**Assignment**. Starting with the line that contains "Tight boxes only — no extra padding. Annotate the water", copy every remaining line of the data below exactly, the last one included.
**** Entries supplied ****
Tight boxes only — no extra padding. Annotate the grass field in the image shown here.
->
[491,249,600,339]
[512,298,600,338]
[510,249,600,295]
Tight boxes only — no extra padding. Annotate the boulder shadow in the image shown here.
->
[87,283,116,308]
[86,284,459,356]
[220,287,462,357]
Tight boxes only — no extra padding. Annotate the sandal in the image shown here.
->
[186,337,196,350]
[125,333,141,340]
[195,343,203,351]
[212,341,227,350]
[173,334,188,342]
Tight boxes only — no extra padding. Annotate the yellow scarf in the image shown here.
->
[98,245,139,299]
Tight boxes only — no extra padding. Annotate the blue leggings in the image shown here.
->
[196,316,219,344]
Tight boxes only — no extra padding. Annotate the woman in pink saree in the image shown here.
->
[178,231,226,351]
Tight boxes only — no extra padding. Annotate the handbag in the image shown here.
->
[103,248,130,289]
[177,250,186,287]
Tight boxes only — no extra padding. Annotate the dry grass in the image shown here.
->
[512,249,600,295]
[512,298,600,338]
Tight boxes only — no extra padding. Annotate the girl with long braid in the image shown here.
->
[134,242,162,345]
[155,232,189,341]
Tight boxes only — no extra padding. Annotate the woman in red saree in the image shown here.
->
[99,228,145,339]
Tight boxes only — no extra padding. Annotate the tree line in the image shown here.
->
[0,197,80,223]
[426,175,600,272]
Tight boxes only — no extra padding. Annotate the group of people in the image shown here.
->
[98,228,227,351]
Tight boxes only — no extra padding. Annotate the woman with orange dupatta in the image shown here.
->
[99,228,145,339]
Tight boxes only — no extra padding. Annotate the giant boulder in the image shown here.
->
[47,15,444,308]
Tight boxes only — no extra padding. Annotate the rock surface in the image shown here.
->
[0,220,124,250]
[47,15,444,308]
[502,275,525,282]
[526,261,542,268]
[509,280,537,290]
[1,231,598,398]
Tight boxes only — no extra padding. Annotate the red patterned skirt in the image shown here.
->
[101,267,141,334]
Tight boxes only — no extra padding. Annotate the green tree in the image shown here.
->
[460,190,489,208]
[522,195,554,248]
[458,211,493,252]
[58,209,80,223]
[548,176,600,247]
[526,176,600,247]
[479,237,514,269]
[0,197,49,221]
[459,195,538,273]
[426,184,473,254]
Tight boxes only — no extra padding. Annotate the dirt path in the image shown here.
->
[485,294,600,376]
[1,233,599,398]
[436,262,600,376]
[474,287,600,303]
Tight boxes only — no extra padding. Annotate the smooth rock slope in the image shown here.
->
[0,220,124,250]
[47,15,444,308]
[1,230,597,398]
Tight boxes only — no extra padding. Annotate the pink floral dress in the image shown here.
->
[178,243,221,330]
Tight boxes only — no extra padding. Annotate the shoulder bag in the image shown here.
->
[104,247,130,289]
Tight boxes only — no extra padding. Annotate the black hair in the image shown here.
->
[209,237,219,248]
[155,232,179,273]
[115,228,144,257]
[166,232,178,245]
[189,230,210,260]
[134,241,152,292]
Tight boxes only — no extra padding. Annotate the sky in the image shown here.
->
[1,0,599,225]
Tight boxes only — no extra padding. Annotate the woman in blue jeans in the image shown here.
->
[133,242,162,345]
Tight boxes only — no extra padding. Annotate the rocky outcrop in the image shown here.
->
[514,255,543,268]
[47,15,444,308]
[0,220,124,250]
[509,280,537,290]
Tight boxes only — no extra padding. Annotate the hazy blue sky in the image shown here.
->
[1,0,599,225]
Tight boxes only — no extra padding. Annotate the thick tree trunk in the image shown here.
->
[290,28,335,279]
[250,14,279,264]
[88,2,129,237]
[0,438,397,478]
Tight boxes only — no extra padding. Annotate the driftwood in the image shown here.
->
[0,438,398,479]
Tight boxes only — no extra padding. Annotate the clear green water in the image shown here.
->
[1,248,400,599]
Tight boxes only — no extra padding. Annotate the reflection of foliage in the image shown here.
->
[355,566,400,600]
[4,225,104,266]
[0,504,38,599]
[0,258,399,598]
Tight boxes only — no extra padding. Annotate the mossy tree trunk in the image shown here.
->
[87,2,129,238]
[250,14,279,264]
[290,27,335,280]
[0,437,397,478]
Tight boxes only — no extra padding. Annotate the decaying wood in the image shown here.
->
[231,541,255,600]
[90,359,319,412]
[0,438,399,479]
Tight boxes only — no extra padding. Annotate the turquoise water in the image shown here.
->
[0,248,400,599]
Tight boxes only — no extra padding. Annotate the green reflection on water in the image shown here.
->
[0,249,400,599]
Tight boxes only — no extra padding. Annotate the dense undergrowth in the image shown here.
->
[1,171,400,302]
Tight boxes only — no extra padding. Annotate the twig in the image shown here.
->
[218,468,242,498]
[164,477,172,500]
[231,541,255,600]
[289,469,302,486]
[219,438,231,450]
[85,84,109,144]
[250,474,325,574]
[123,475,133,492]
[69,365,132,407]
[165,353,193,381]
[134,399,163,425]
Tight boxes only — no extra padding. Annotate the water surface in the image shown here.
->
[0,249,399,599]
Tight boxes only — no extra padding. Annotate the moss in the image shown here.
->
****
**Exercise solution**.
Tight boxes only — no extra padding. Annotate the water surface in the image shown here.
->
[0,249,399,599]
Tight boxes only — no extra padding. Annotate the moss in the image shown here.
->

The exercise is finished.